### A TAREFA:
Repita por inteiro a resenha sobre o livro Menino de Ouro, sem trocar, tirar nem acrescentar nenhuma palavra.

### TEXTO DE LEITURA:
Opinião: Com um ritmo de narrativa que em alguns momentos ganha contornos de thriller, Menino de Ouro é uma história profunda, reflexiva e tocante sobre os desafios de uma família, em especial de um pai, na criação de gêmeos extremamente diferentes em uma Trinidad e Tobago arisca e cruel com os menos favorecidos. A obra de Claire Adam é um retrato duro de dilemas familiares em que o sonho de um futuro melhor esbarra nos caprichos de uma realidade implacável que se estende, até mesmo, às relações entre parentes.

Menino de Ouro gira em torno do sumiço de Paul, um garoto de treze anos limitado devido a um problema de falta de oxigênio logo ao nascer. Seu prejuízo intelectual é encarado como um retardo mental pelo pai, que não faz questão de esconder a falta de esperanças com ele e a preferência por seu irmão gêmeo, Peter. Aliás, o pai sempre faz pairar sobre Paul a ameaça de mandá-lo para um hospício. Em outra ponta da história, com menos foco a não ser em pequenas passagens, a mãe, Joy, faz questão absoluta que os filhos estejam sempre juntos na escola ou em qualquer outra atividade. O brilhantismo intelectual de Peter, acha ela, pode ajudar de alguma forma Paul. Com isso, às vezes, o desenvolvimento de um esbarra na necessidade de estar ao lado do outro.

A busca de Clyde, o pai, pelo filho desaparecido vai ser costurada por capítulos que voltam ao passado para explicar aos leitores a realidade que essa família vive. Alternando a voz do pai com a de Paul, o livro nos leva para um passeio por Trinidad e Tobago, um país distante do nosso conhecimento geral, mas que guarda algumas leves semelhanças com o Brasil pobre da favela ou da periferia. Há violência, ganância, corrupção, abusos, assassinatos e uma série de dramas que vão contornando a trama central para nos situar na dificuldade de construir um futuro em meio a tantos desafios, não só o financeiro.

### LISTA DE ITENS:
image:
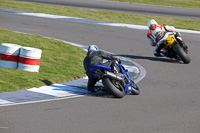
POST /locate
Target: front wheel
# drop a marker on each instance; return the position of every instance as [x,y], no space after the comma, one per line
[184,57]
[114,87]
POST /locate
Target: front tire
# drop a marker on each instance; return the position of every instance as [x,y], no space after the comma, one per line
[184,57]
[114,87]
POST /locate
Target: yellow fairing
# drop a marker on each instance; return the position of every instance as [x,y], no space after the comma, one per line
[170,40]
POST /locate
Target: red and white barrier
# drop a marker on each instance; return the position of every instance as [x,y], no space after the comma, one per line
[29,59]
[9,55]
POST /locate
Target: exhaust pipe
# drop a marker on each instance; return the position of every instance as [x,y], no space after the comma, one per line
[114,76]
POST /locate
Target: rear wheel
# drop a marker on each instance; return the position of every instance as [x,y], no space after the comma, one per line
[135,88]
[184,57]
[114,87]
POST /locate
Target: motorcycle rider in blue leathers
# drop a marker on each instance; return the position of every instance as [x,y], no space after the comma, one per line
[95,57]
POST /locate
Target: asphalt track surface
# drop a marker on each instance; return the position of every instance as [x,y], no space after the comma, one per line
[135,8]
[169,99]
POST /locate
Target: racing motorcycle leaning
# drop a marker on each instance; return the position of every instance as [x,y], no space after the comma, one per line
[115,80]
[175,50]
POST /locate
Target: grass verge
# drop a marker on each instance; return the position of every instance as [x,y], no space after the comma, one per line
[59,62]
[100,15]
[177,3]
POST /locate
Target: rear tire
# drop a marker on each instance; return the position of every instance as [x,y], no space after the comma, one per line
[184,57]
[117,92]
[135,88]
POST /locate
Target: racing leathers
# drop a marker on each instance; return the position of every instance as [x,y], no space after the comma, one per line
[158,33]
[96,58]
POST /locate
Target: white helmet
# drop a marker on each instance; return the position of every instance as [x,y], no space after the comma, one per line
[151,22]
[92,48]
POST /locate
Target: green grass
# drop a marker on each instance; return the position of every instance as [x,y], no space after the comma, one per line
[177,3]
[100,15]
[59,62]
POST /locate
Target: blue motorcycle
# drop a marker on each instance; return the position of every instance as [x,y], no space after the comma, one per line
[116,81]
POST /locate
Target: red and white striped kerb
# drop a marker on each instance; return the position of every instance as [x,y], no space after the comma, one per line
[9,55]
[29,59]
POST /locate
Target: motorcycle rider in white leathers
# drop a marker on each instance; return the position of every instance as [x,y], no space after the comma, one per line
[158,33]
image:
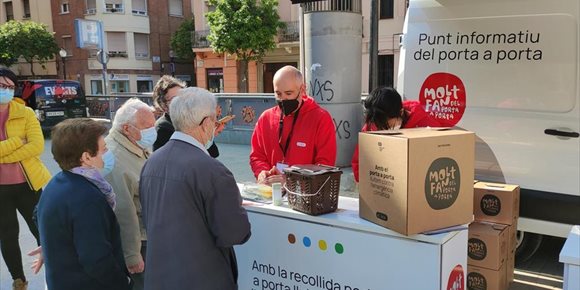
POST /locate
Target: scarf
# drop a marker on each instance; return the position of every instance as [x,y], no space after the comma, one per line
[95,177]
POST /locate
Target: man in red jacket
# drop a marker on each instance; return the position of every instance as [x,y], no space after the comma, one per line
[297,131]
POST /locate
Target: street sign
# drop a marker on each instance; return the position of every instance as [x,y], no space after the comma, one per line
[102,57]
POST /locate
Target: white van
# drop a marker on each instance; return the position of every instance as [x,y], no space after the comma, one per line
[509,71]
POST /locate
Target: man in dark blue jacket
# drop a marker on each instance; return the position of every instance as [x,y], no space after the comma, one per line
[192,208]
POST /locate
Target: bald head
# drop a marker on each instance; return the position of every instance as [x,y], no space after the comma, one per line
[288,83]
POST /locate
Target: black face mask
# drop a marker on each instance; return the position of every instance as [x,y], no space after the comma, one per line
[288,106]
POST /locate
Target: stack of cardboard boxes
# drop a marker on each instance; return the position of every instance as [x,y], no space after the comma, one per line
[492,238]
[417,180]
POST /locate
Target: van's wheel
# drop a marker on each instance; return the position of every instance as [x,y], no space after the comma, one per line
[526,245]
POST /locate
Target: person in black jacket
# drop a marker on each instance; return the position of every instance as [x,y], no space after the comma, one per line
[166,89]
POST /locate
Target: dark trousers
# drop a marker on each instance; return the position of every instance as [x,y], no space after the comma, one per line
[139,279]
[16,197]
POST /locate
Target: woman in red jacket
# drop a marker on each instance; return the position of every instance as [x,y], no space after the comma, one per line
[385,110]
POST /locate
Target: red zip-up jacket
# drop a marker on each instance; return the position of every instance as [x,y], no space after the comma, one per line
[313,138]
[417,118]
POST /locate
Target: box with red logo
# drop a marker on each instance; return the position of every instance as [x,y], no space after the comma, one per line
[487,245]
[497,203]
[417,180]
[479,278]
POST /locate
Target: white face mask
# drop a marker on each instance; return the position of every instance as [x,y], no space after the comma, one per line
[210,138]
[148,137]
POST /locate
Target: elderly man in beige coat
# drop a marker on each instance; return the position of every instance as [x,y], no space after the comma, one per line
[129,140]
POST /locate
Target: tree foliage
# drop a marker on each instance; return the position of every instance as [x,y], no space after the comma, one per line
[181,40]
[243,28]
[28,40]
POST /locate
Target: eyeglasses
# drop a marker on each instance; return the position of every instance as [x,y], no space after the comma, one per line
[216,123]
[5,86]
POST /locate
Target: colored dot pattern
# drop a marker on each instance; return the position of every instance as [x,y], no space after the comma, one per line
[339,248]
[291,239]
[322,244]
[306,242]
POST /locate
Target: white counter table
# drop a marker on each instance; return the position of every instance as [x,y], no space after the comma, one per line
[294,251]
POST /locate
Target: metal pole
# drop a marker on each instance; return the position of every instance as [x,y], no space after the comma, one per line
[64,68]
[373,47]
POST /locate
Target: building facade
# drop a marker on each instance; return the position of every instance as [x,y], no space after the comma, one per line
[30,10]
[136,35]
[220,73]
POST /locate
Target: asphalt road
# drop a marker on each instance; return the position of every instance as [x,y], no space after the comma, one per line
[543,271]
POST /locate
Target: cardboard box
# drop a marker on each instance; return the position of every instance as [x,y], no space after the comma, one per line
[512,236]
[479,278]
[510,267]
[487,245]
[497,203]
[417,180]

### SUA RESPOSTA:
Opinião: Com um ritmo de narrativa que em alguns momentos ganha contornos de thriller, Menino de Ouro é uma história profunda, reflexiva e tocante sobre os desafios de uma família, em especial de um pai, na criação de gêmeos extremamente diferentes em uma Trinidad e Tobago arisca e cruel com os menos favorecidos. A obra de Claire Adam é um retrato duro de dilemas familiares em que o sonho de um futuro melhor esbarra nos caprichos de uma realidade implacável que se estende, até mesmo, às relações entre parentes.

Menino de Ouro gira em torno do sumiço de Paul, um garoto de treze anos limitado devido a um problema de falta de oxigênio logo ao nascer. Seu prejuízo intelectual é encarado como um retardo mental pelo pai, que não faz questão de esconder a falta de esperanças com ele e a preferência por seu irmão gêmeo, Peter. Aliás, o pai sempre faz pairar sobre Paul a ameaça de mandá-lo para um hospício. Em outra ponta da história, com menos foco a não ser em pequenas passagens, a mãe, Joy, faz questão absoluta que os filhos estejam sempre juntos na escola ou em qualquer outra atividade. O brilhantismo intelectual de Peter, acha ela, pode ajudar de alguma forma Paul. Com isso, às vezes, o desenvolvimento de um esbarra na necessidade de estar ao lado do outro.

A busca de Clyde, o pai, pelo filho desaparecido vai ser costurada por capítulos que voltam ao passado para explicar aos leitores a realidade que essa família vive. Alternando a voz do pai com a de Paul, o livro nos leva para um passeio por Trinidad e Tobago, um país distante do nosso conhecimento geral, mas que guarda algumas leves semelhanças com o Brasil pobre da favela ou da periferia. Há violência, ganância, corrupção, abusos, assassinatos e uma série de dramas que vão contornando a trama central para nos situar na dificuldade de construir um futuro em meio a tantos desafios, não só o financeiro.